# Задание 1
Отредактируйте отрезок строк от самой первой до строки с «[[18, 381], [107, 372]]» включительно: выпишите его заново, заменив «awning» на «canopy» и ничего больше не меняя.

Куда ведет кризис культуры? Опыт междисциплинарных диалогов
Шрифт:
Руководствуясь простым человеческим интересом, я попробовала определить для себя, где проходит граница европейской политической культуры. И пришла к выводу, что она проходит там, где… кончаются ратуши. Когда в центре города стоит ратуша, которая в свое время объединяла выборных людей, то там формировался один тип политической культуры, а там, где стоял дворец правителя, — другой ее тип. Если нет выборности органов власти, которые принимают решения, то нет и соответствующих политических и управленческих практик и, следовательно, нет соответствующих элементов в культуре.
В докладе Михаила Николаевича говорится о готовности нашего населения
Я специально смотрела, как меняются у нас нормативно-ценностные системы населения. Сначала человек осознает, что он сам по себе что-то значит помимо общности, в которую включен, что он и его семья могут на что-то претендовать. Потом он начинает осознавать свои определенные интересы. Потом возникает потребность в защите этих интересов не как члена какой-то группы, а как отдельно взятого индивида. Потому что до осознания себя членом группы надо еще дойти, надо понять, к какой группе ты себя причисляешь.
Но этого у нас пока почти нет, это только начинается. Перестав ощущать себя просто винтиком системы, люди не дошли еще до понимания столь сложной модели общества, которая предполагается для развитой демократии. Однако они уже поняли, что полагаться только на себя не могут. В этом отношении перелом произошел где-то в начале 2000-х годов.

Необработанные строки
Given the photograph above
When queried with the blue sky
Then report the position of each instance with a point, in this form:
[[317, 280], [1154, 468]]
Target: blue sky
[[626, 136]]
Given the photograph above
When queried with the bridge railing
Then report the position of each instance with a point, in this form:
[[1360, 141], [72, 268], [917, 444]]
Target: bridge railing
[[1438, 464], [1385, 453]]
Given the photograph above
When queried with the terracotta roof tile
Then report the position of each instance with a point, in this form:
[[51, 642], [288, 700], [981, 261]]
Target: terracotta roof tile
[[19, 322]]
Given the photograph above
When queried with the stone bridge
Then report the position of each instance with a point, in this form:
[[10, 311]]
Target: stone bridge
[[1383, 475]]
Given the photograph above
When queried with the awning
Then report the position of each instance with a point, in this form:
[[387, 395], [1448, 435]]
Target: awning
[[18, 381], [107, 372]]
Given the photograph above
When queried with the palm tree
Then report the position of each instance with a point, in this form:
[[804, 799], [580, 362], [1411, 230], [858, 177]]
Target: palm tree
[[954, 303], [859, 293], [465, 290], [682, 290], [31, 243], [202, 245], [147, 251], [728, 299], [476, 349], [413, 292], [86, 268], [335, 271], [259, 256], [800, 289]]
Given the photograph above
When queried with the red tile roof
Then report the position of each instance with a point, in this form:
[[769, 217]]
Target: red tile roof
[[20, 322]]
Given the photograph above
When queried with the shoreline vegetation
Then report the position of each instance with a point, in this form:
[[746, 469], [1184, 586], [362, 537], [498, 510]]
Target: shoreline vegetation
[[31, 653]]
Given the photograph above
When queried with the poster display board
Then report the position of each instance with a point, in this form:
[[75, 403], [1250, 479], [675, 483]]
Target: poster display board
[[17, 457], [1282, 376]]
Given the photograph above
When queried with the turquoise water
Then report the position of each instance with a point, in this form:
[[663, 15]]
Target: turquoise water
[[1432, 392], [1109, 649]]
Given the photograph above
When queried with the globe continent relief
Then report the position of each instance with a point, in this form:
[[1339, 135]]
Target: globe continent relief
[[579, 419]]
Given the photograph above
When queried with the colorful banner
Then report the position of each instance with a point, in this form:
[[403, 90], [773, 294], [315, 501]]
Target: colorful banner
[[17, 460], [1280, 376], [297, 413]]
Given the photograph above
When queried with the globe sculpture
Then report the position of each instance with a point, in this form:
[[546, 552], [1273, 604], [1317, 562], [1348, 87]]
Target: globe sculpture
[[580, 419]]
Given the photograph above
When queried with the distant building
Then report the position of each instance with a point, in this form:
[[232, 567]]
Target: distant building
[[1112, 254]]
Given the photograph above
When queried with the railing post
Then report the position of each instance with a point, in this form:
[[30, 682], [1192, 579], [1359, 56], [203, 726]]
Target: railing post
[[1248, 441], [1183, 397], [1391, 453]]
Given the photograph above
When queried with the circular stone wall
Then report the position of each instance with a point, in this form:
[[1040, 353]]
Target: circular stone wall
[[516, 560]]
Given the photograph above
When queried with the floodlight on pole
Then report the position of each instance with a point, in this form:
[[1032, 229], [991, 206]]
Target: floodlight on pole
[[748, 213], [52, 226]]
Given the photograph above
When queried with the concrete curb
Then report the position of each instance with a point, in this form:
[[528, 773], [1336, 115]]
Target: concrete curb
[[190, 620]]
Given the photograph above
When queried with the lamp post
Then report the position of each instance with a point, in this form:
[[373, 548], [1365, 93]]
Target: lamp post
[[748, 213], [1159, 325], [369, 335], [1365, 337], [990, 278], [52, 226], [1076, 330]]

# Задание 2
Когда, согласно разделу документа, произошел перелом, после которого люди поняли, что полагаться только на себя не могут?

# Полное решение 1
Given the photograph above
When queried with the blue sky
Then report the position of each instance with a point, in this form:
[[317, 280], [1154, 468]]
Target: blue sky
[[626, 136]]
Given the photograph above
When queried with the bridge railing
Then report the position of each instance with a point, in this form:
[[1360, 141], [72, 268], [917, 444]]
Target: bridge railing
[[1438, 464], [1385, 453]]
Given the photograph above
When queried with the terracotta roof tile
Then report the position of each instance with a point, in this form:
[[51, 642], [288, 700], [981, 261]]
Target: terracotta roof tile
[[19, 322]]
Given the photograph above
When queried with the stone bridge
Then report the position of each instance with a point, in this form:
[[10, 311]]
Target: stone bridge
[[1383, 475]]
Given the photograph above
When queried with the canopy
Then report the position of each instance with a point, in this form:
[[387, 395], [1448, 435]]
Target: canopy
[[18, 381], [107, 372]]

# Полное решение 2
Где-то в начале 2000-х годов.